Exercise instructions: Copy every one of the items below word for word, keeping each line as it stands.

Pointing and labeling items:
----------------------------------------

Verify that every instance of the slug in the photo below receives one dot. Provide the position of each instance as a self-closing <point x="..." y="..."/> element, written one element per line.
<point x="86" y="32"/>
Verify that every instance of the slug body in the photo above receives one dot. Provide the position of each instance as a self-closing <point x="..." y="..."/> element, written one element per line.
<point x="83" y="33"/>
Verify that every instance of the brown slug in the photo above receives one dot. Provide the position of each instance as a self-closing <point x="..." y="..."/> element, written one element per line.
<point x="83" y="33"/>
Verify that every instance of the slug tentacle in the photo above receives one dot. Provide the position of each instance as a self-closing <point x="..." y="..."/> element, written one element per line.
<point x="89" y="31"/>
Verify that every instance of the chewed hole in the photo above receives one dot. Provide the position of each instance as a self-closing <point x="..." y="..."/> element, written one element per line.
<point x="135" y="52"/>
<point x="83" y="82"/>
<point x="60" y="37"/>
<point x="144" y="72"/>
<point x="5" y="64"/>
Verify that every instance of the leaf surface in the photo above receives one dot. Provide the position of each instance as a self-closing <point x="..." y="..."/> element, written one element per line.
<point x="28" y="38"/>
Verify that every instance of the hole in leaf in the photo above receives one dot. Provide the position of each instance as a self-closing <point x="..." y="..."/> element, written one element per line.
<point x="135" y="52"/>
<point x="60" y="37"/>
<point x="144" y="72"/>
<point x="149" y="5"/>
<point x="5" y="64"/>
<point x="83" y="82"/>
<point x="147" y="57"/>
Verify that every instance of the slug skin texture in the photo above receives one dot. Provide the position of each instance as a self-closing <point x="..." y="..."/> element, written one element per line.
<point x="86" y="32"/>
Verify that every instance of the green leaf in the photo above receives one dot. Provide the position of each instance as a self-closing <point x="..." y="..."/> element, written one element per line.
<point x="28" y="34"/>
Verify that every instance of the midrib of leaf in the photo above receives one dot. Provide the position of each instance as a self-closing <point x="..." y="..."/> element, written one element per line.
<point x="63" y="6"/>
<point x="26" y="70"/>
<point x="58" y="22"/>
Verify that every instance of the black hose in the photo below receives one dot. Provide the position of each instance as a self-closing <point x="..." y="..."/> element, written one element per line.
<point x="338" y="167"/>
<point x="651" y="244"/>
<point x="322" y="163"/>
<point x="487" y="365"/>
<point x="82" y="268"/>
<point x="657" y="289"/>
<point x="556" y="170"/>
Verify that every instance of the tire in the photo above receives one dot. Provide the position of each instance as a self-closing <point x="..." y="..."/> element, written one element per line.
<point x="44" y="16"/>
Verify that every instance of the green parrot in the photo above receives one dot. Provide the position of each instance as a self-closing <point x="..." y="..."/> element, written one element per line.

----------------------------------------

Expected answer:
Verify that every instance of the slug in the photo below receives one dot. Provide the position of each instance as a self-closing <point x="..." y="..."/> element, written one element per line.
<point x="86" y="32"/>
Verify that every instance of the slug body in the photo above receives one dot. Provide the position of each instance as a self-closing <point x="..." y="..."/> element, written one element per line.
<point x="83" y="33"/>
Verify that every instance of the brown slug in the photo above receives one dot. Provide the position of each instance as a self-closing <point x="..." y="..."/> element, written one element per line.
<point x="83" y="33"/>
Verify that every instance of the slug tentacle in the photo above receives one dot. Provide the position of each instance as a self-closing <point x="..." y="..."/> element, written one element per line.
<point x="89" y="31"/>
Verify that every instance of the chewed hole in the photo above receives one dot. Provide the position of each instance as a self-closing <point x="..." y="..."/> element, written one element per line.
<point x="135" y="52"/>
<point x="83" y="82"/>
<point x="60" y="37"/>
<point x="144" y="72"/>
<point x="5" y="64"/>
Verify that every instance of the leaf surface in the photo above receives one dot. Provide the position of each instance as a self-closing <point x="..." y="..."/> element, written one element per line.
<point x="28" y="38"/>
Verify that every instance of the hole in leaf in the photo above receives one dot. Provide the position of each instance as a self-closing <point x="..." y="..."/> element, written one element per line.
<point x="135" y="52"/>
<point x="60" y="37"/>
<point x="144" y="72"/>
<point x="149" y="5"/>
<point x="5" y="64"/>
<point x="83" y="82"/>
<point x="147" y="57"/>
Verify that every instance of the slug skin texture in the photo above receives one dot. Provide the position of each instance as a self-closing <point x="..." y="..."/> element, written one element per line.
<point x="86" y="32"/>
Verify that every instance of the green leaf in the photo above receives one dot. Provide the position of each instance as a self-closing <point x="..." y="..."/> element, written one element per line.
<point x="28" y="34"/>
Verify that every instance of the midrib of leaf in the photo above receives one dot. Provide the position of each instance as a self-closing <point x="..." y="..."/> element, written one element per line.
<point x="63" y="6"/>
<point x="26" y="70"/>
<point x="58" y="22"/>
Verify that every instance of the black hose in the photo below receives one dot. Provide the position of each instance as a self-closing <point x="..." y="..."/> element, written one element per line.
<point x="338" y="167"/>
<point x="651" y="244"/>
<point x="322" y="163"/>
<point x="487" y="365"/>
<point x="82" y="268"/>
<point x="657" y="289"/>
<point x="556" y="170"/>
Verify that every instance of the tire in the photo above receives one dot. Provide the position of each instance as a self-closing <point x="..." y="..."/> element, written one element per line.
<point x="44" y="16"/>
Verify that every instance of the green parrot in the photo above receives one dot. Provide the position of each instance as a self-closing <point x="..." y="..."/> element, written one element per line.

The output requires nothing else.